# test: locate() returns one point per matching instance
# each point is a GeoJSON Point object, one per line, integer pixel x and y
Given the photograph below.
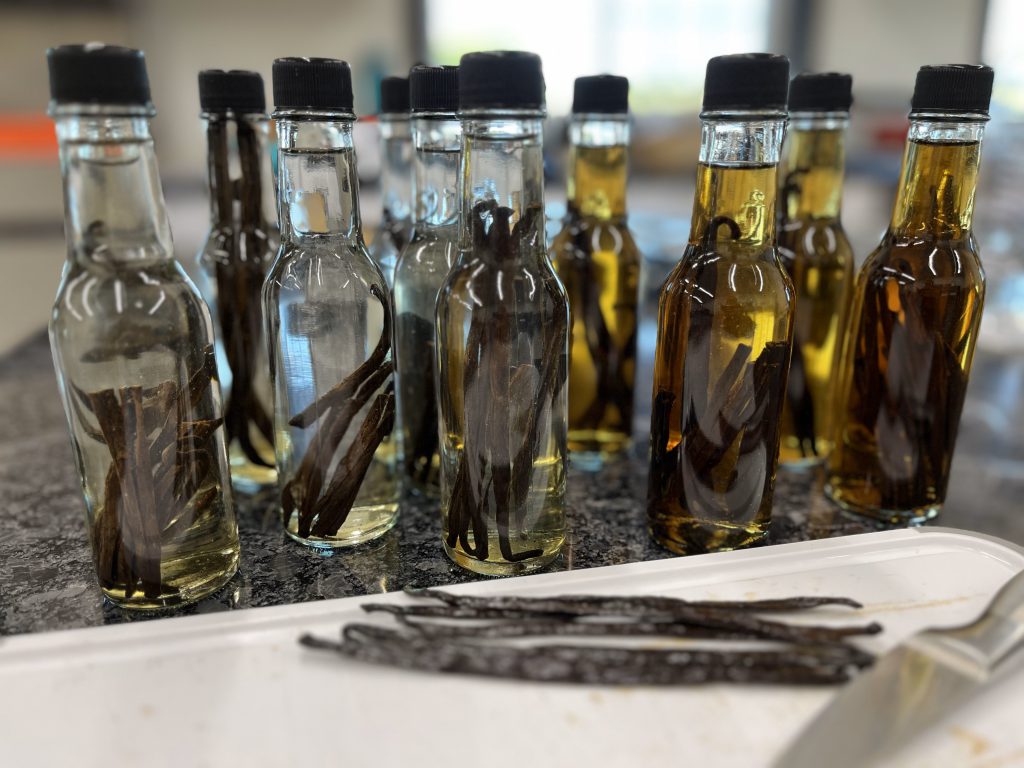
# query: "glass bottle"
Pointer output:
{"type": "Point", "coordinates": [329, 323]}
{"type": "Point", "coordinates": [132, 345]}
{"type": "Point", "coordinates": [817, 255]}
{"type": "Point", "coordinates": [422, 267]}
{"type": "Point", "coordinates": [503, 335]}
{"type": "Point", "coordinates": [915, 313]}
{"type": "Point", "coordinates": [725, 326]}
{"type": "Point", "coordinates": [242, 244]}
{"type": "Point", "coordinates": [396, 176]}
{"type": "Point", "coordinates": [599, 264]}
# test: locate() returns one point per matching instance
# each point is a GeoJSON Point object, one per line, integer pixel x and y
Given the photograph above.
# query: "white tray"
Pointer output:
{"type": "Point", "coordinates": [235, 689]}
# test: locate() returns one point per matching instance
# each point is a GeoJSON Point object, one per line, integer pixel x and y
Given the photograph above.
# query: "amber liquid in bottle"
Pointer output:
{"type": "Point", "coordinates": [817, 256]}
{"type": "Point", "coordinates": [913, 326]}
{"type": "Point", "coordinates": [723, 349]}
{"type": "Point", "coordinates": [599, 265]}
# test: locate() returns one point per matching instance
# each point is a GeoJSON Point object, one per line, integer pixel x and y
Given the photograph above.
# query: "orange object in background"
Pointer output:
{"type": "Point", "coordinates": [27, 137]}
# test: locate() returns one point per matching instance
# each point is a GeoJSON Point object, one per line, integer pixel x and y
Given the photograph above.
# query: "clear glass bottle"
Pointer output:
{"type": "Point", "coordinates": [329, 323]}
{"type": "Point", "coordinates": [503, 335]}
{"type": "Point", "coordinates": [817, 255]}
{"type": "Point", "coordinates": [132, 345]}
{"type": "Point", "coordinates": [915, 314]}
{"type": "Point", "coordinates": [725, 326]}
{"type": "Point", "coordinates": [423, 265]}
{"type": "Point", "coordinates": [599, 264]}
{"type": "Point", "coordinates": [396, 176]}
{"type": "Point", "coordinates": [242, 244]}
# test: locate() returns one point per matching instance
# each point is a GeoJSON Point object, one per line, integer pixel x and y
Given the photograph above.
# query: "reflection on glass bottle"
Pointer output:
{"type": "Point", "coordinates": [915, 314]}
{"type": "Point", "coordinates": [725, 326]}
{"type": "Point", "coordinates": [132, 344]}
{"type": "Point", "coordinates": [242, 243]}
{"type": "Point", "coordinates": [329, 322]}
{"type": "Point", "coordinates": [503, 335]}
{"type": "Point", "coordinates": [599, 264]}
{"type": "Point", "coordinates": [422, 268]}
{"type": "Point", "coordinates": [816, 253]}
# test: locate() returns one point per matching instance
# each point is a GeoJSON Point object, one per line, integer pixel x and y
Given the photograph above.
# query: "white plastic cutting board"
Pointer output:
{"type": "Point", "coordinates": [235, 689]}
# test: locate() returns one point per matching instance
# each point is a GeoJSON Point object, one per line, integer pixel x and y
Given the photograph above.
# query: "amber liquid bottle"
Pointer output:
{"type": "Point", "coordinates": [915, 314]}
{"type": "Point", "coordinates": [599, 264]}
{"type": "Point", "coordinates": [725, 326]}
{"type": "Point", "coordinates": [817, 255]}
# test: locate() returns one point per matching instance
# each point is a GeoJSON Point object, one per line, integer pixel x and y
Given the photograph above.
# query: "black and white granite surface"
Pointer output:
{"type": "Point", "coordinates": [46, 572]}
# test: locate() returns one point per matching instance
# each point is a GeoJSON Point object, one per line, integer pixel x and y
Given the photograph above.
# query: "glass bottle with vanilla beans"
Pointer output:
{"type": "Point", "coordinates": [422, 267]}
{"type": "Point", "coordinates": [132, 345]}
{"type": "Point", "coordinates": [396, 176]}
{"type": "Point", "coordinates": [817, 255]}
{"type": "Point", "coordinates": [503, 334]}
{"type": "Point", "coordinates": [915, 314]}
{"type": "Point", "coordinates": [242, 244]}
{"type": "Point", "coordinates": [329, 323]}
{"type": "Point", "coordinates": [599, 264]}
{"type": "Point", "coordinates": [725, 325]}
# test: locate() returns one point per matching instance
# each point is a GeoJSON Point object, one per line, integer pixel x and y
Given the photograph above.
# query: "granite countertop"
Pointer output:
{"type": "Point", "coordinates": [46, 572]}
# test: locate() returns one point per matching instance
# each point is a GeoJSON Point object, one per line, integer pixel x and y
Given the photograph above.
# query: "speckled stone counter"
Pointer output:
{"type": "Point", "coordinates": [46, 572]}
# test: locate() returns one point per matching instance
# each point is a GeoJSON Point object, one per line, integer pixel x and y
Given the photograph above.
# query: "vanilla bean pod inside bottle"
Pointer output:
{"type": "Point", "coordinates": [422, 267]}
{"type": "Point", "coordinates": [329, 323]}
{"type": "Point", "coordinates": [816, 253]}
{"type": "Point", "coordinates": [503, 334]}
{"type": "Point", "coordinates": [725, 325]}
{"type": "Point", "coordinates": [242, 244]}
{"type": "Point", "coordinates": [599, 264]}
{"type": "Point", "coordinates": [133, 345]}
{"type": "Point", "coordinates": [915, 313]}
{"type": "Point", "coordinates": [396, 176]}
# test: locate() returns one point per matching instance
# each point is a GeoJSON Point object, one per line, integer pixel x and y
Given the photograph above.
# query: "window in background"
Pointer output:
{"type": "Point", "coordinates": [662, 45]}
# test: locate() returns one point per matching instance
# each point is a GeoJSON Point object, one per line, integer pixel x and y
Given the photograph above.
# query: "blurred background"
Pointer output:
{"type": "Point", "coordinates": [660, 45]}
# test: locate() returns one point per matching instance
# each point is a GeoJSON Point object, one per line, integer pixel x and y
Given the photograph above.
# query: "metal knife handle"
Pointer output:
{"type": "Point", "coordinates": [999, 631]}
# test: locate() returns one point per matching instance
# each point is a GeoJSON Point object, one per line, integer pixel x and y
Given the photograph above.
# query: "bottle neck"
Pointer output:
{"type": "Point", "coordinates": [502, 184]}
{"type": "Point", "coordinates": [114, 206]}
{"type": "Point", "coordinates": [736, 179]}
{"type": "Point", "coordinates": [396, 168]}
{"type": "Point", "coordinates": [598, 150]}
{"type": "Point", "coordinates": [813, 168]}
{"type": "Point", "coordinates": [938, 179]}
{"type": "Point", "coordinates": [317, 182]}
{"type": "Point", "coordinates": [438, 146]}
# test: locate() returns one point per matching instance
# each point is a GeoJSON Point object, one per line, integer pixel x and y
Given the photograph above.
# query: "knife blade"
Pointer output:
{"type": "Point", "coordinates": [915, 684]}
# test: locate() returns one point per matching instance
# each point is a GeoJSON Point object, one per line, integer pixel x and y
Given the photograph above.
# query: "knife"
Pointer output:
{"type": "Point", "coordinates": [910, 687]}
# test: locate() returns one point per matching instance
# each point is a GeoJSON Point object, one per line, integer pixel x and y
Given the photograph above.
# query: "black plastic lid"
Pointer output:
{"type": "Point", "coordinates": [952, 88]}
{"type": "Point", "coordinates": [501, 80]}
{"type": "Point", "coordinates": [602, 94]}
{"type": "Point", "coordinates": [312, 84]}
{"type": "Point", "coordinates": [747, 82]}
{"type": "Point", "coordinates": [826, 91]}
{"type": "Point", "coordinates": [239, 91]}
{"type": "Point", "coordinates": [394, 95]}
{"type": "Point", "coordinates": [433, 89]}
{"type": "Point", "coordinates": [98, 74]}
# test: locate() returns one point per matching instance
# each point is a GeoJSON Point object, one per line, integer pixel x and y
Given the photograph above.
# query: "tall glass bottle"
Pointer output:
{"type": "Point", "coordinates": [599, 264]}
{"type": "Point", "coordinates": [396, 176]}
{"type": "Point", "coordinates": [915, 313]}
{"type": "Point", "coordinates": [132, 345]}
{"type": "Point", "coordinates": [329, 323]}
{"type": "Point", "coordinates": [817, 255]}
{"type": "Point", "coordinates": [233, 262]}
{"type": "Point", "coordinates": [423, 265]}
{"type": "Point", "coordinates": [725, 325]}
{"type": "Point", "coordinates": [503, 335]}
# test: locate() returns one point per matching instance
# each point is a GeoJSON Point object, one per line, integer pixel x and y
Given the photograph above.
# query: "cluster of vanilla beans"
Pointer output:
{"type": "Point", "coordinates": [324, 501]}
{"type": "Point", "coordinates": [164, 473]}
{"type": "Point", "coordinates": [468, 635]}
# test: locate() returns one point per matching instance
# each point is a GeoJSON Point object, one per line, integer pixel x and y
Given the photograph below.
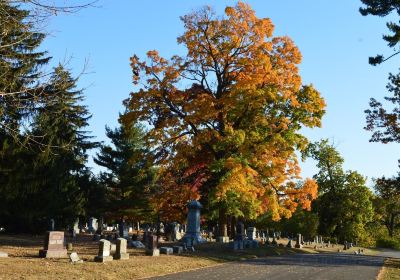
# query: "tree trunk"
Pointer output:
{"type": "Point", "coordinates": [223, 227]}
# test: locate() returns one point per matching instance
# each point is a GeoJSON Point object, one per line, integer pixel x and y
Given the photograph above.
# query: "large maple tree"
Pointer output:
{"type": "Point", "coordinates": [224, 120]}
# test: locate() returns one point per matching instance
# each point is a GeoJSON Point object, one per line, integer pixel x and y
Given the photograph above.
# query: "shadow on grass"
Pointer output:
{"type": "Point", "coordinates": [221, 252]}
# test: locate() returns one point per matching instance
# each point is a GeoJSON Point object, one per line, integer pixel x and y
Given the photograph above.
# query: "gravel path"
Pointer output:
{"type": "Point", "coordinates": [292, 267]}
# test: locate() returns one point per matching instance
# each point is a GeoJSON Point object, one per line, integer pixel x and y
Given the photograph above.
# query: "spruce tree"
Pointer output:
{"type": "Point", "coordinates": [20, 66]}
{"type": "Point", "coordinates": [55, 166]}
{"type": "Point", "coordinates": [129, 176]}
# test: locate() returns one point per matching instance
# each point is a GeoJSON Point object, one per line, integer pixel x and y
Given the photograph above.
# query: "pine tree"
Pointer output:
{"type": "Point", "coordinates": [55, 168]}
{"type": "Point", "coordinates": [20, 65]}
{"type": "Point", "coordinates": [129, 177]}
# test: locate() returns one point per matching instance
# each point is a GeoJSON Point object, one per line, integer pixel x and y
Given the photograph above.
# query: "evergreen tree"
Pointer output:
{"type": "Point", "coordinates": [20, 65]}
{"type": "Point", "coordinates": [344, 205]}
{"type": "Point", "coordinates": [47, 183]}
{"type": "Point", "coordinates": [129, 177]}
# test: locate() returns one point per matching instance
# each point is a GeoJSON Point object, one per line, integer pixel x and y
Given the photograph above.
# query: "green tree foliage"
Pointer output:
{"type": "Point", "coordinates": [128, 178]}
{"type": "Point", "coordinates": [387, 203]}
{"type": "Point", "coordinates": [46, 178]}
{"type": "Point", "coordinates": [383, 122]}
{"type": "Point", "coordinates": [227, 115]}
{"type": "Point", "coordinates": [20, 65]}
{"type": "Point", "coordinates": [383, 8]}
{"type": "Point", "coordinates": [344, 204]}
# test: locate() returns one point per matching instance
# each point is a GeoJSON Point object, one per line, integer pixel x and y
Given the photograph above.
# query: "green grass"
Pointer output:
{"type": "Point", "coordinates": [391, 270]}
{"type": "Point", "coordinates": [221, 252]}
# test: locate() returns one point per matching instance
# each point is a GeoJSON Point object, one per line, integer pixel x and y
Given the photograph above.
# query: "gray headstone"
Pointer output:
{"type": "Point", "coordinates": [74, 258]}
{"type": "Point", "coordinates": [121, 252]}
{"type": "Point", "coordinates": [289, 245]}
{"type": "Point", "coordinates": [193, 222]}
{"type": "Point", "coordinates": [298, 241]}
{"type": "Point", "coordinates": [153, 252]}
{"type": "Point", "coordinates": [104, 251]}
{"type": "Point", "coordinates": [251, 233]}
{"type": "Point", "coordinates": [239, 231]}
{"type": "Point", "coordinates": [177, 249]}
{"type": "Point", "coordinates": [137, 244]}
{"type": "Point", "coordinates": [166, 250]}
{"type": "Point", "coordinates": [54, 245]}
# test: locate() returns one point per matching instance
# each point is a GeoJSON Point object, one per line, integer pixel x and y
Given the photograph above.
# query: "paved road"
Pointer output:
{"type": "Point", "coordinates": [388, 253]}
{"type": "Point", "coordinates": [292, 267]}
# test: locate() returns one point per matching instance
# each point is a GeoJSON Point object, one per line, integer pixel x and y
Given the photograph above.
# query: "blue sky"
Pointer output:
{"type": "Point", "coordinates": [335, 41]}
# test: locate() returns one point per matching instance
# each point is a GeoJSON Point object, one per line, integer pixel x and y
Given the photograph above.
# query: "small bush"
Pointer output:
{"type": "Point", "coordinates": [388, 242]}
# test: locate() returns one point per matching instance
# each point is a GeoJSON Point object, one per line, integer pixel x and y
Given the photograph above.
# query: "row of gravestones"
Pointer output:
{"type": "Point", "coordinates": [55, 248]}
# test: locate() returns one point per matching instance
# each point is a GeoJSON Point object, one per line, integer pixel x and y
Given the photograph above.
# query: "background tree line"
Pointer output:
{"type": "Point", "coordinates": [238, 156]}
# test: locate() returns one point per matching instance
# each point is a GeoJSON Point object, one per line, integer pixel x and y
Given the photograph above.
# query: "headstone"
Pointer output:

■ ■ ■ ■ ■

» Problem to work on
In the data above, copy every line where the string "bottle" appears.

» Output
# query: "glass bottle"
# query: "amber liquid in bottle"
# query: "clear glass bottle"
# query: "reflection on glass bottle"
# query: "amber liquid bottle"
# query: "glass bottle with vanilla beans"
# query: "vanilla bean pod inside bottle"
# query: "bottle neck"
# query: "tall glass bottle"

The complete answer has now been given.